[START OF WORKING DATA]
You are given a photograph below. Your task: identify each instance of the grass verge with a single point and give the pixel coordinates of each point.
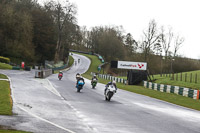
(71, 61)
(11, 131)
(6, 103)
(168, 97)
(5, 98)
(95, 62)
(3, 76)
(5, 66)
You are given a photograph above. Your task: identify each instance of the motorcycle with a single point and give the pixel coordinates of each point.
(94, 83)
(60, 76)
(79, 86)
(110, 92)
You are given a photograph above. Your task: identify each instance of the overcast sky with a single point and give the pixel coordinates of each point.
(134, 16)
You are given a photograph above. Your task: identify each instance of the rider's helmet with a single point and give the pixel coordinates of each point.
(114, 82)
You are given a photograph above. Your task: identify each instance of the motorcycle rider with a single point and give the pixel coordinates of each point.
(111, 83)
(80, 78)
(94, 77)
(60, 74)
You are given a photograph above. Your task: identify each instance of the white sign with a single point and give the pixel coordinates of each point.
(132, 65)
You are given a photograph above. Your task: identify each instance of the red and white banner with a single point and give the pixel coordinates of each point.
(132, 65)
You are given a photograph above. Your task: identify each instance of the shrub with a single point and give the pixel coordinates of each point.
(4, 59)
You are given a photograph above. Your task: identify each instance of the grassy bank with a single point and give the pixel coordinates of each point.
(71, 61)
(5, 98)
(11, 131)
(169, 97)
(5, 66)
(95, 62)
(3, 76)
(177, 77)
(6, 103)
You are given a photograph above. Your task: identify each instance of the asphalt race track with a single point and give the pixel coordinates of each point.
(53, 106)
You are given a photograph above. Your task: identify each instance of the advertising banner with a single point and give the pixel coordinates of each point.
(132, 65)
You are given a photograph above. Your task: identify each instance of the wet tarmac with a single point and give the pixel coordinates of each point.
(53, 106)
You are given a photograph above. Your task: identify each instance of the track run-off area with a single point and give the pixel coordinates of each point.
(53, 106)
[END OF WORKING DATA]
**TASK TO CARRY OUT**.
Reproduce verbatim everything from the line containing "of the track" down to the end of the lines above.

**PROBLEM SOLUTION**.
You are given a photograph above. Your task: identify each instance of the track run-off area with a single point and give the pixel coordinates of each point.
(53, 106)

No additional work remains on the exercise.